══ Data under study

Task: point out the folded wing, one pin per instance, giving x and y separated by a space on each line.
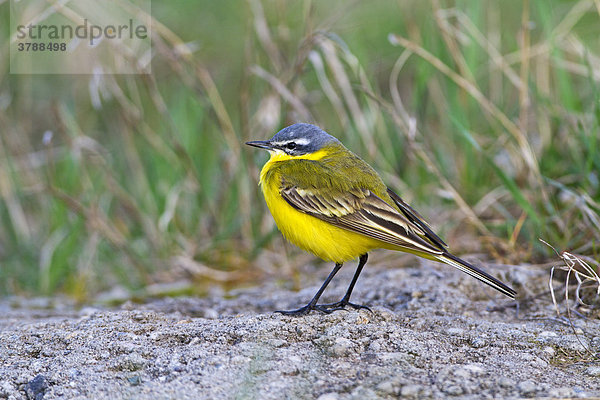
361 211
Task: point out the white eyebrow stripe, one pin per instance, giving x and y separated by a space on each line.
299 141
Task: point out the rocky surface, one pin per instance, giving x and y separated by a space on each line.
433 333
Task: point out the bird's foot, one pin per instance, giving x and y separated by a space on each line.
323 308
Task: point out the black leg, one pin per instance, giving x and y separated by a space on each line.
312 305
346 299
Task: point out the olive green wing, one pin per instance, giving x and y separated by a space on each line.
416 218
361 211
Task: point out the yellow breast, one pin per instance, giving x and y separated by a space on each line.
324 240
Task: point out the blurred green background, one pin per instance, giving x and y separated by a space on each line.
483 114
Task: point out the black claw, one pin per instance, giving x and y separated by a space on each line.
341 305
296 313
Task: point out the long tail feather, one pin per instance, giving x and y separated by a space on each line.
476 273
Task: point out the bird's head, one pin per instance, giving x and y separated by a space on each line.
297 140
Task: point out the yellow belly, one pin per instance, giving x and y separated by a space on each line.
324 240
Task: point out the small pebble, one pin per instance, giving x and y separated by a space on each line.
36 388
328 396
593 371
411 391
506 382
478 342
527 388
453 390
561 393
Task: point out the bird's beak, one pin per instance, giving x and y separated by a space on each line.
261 144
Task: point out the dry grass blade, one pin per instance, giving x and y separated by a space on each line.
585 275
470 88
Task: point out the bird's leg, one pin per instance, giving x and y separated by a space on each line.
312 305
346 299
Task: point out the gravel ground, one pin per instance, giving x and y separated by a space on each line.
433 333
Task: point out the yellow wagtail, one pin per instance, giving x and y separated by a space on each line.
328 201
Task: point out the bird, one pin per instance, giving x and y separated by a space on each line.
329 202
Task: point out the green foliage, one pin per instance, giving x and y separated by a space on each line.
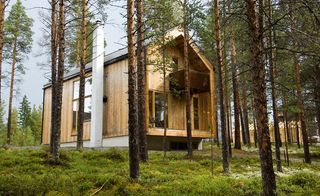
28 172
17 32
26 125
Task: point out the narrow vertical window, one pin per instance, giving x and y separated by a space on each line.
196 113
75 103
159 110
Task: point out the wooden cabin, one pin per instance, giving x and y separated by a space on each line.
106 98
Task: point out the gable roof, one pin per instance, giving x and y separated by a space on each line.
122 54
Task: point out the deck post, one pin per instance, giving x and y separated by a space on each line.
97 86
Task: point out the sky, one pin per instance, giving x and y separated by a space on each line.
34 79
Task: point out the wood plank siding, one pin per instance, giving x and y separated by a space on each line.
115 107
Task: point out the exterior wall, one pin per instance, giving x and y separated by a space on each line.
176 104
115 117
67 135
116 107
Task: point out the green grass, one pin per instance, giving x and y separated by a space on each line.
28 172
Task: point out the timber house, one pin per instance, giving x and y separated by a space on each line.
106 98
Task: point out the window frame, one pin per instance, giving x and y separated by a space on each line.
76 100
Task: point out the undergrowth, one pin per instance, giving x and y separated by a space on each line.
30 172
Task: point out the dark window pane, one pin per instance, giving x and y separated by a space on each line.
159 110
196 113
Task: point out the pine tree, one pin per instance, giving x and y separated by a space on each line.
220 87
132 96
256 29
3 5
17 44
82 75
141 69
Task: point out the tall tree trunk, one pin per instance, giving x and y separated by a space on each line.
132 96
259 87
226 83
237 142
300 98
13 67
297 130
82 75
143 151
246 116
225 153
217 122
2 11
54 42
187 78
254 123
165 97
317 97
285 117
273 91
59 90
243 132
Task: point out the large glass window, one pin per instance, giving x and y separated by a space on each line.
87 101
159 110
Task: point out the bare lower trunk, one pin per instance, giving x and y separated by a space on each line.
243 131
187 79
2 11
165 100
59 88
220 87
141 64
245 116
82 75
254 124
54 37
285 117
217 124
277 138
226 83
297 130
14 55
132 96
300 98
259 87
237 142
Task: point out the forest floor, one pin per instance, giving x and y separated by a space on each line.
105 172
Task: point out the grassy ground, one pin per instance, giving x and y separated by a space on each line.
28 172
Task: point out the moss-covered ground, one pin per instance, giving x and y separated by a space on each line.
105 172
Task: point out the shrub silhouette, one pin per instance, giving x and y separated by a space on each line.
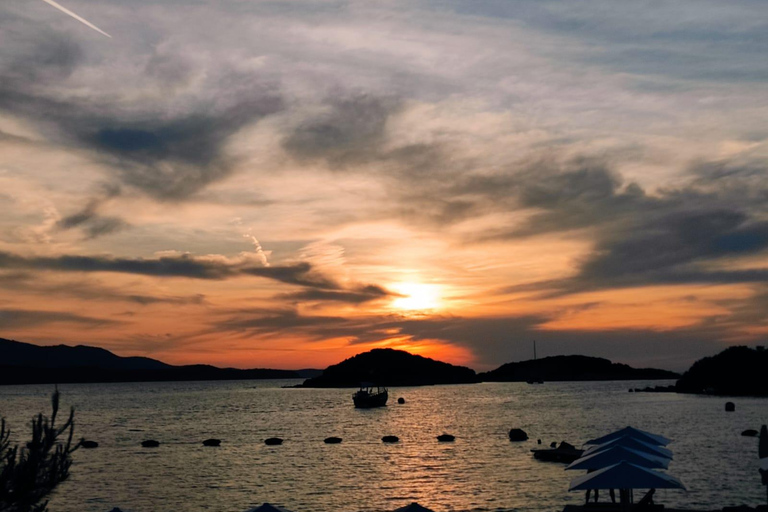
29 473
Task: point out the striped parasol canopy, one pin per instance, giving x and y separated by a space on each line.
634 443
641 435
616 454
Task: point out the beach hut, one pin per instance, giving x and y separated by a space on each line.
413 507
633 432
268 507
616 454
625 476
630 442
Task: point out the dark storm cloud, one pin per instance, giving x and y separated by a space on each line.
28 282
90 221
22 318
350 131
493 340
318 286
261 321
355 296
640 237
167 153
166 266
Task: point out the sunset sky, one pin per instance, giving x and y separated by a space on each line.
285 184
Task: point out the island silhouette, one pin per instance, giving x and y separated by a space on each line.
735 371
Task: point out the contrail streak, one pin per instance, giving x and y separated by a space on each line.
78 18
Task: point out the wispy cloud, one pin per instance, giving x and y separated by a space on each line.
78 18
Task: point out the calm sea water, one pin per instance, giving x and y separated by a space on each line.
481 471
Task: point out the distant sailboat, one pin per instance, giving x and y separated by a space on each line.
535 380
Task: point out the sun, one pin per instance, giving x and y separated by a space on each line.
416 296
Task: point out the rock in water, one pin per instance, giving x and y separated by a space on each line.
518 434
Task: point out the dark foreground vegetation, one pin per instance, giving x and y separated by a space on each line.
29 473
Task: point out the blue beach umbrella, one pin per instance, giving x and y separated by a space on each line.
616 454
268 507
413 507
636 433
625 475
631 442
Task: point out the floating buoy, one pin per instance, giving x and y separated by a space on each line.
518 434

════

After removing the pictures, set down every record above exactly as it stands.

■ Result ■
Task: point out the folded wing, one pin per instance, giving x and y separated by a space on each line.
361 211
Task: point out the white eyebrow stripe, one pin per instance, giving x and y separated by a space on each line.
299 141
Task: point out the rocky surface, one pin per instance, giving x and y separated by a space on each line.
433 333
Task: point out the bird's foot, one pin per instance, giving x and y separated by a space on each line.
323 308
Task: point out the black leg, one pin per instance, giving x and y separated by a space on each line.
312 305
346 299
Task: point out the olive green wing, one pin per instance, giving x and y separated by a space on each line.
416 218
361 211
Task: point out the yellow breast, one pin per instance, giving x and y separated by a space on each line.
324 240
Task: point out the blurred green background, one pin per instance, giving x and y separated by a space on each line.
483 114
Task: point out the black claw, one pin per instance, giving x and y separated by a space on each line.
341 305
296 313
Task: point out the long tail feather, one pin per instance, giving x and y separated by a space on each line.
476 273
Task: point out the bird's head, one pin per instance, giving x and y separated by a space on each line.
297 140
Task: point out the yellow belly, one pin per instance, giving x and y separated by a space on each line.
324 240
Task: point out the small pebble, one pin per instance, giving x and y separated by a space on each line.
36 388
328 396
593 371
411 391
506 382
478 342
527 388
453 390
561 393
Task: point out the bird's beak, one pin per instance, giving x and y separated by a space on each line.
261 144
Task: point out the dry grass blade, one pin per instance, giving x and y separated by a space on each line.
585 275
470 88
Task: point out the bird's leg, one pin per instance, giving x and y separated by a space on each line.
312 305
346 299
Task: point out the gravel ground, one pin per instance, giving x and y separated by a space on each line.
433 333
Task: point out the yellow wagtail, one pin per instance, giving x and y separated by a space on each line.
328 201
Task: point out the bird, one pin per instance, giving x and y separated by a space on each line.
329 202
Task: point out the green foliage, one pin per instance, giving x and y separated by a space on each line.
28 172
17 32
26 125
Task: point out the narrow vertical window, one pin per instance, giving x and y separated by a space on each line.
196 113
75 103
159 110
Task: point out the wooden cabin, one pin per instance, giving x and y separated by a space on each line.
106 98
Task: point out the gable roof, one pin per instance, giving x and y separated by a space on each line.
122 54
Task: point out the deck post, one pin per instance, giving x and y separated by a space on each line.
97 86
Task: point out the sky, one pin per instance, giving x and y separated by a space on each line.
34 79
Task: point out the wood plank siding, one pin per instance, giving x and y separated by a space on each line.
115 107
Task: point out the exterior wall, one pin per instance, giving x and y separated by a space on each line.
176 104
115 117
67 135
116 107
Task: point out the green grass, one pin per instance, giving x and y separated by a space on each line.
28 172
Task: point out the timber house, one pin per instance, giving x and y separated by a space on each line.
106 98
Task: point out the window frame, one pin per instance, giving x and y separated by a space on each line.
76 100
Task: point out the undergrowth, one pin per instance, giving x and y separated by a space on each line.
30 172
Task: point out the dark window pane, one pin per instance, giving x and y separated by a space on each line.
159 110
196 113
Task: point out the pine tree, one pin per instance, giving x and y separated by a space on each line.
220 87
132 96
256 29
3 5
17 44
82 75
141 69
Task: point out the tall tree trunk, one pin per instance, giving x and y separated by a space on each line.
132 96
259 87
226 83
237 142
300 98
13 67
297 130
82 75
143 151
246 116
225 153
217 122
2 11
54 42
187 78
254 123
165 97
317 97
285 117
273 91
59 90
243 132
Task: point out the large glass window, one pin per instance, giving x and y separated by a space on each line.
87 101
159 110
Task: point out the bare lower trunk, one pin per instance, giving x and y separated by a space on each line.
243 131
187 79
2 11
165 100
59 88
220 87
141 64
245 116
82 75
254 124
54 37
285 117
217 124
277 138
226 83
297 130
14 55
132 96
300 98
259 87
237 142
Task: point out the forest floor, one pin per instance, giving x and y separated by a space on each line.
105 172
Task: point out the grassy ground, one pin per instance, giving x and y separated by a space on each line.
28 172
Task: point out the moss-covered ground, one pin per instance, giving x and y separated by a space on each line.
105 172
Task: point out the shrub silhouette, one pin per instance, giving x and y separated by a space on each line.
29 473
Task: point out the striped parasol canopy, one pin per instance, giving x and y separated by a space on each line.
634 443
641 435
616 454
Task: point out the beach hut, one pin per instance, giving x and y separated by a space on each line.
413 507
633 432
268 507
616 454
625 476
630 442
Task: point out the dark storm cloud, one pin per instance, giving x and y separated by a space on each line.
28 282
90 221
22 318
350 131
493 340
318 286
261 321
355 296
640 237
167 153
166 266
Task: point out the sunset sky, one pin per instance, giving x and y separated by a space on each line.
285 184
Task: point out the island silhouette, one pin per instance, giving x and y separated by a space on each line.
735 371
Task: point out the contrail streak, one pin per instance, giving x and y separated by a space on each line.
78 18
Task: point out the wispy cloud, one pin per instance, giving x and y separated by a space on each line.
78 18
Task: point out the calm sea water, one pin per instance, giving x and y separated by a space on each line.
481 471
Task: point out the distant sailboat, one pin per instance, giving x and y separated by a space on each line.
535 380
Task: point out the sun, one pin per instance, giving x and y separated by a space on each line.
416 296
Task: point out the rock in water, one pin per instance, giving x and y separated by a space on each line.
518 434
Task: point out the dark foreground vegetation, one pin per instance, giving x and y separated by a space on each line.
29 473
Task: point out the blue beach umbrella, one pin per instance, giving x and y separated by a space on each line.
616 454
268 507
413 507
636 433
625 475
631 442
Task: point out the floating buoy, one pin per instance, giving x and y separated by a space on each line.
518 434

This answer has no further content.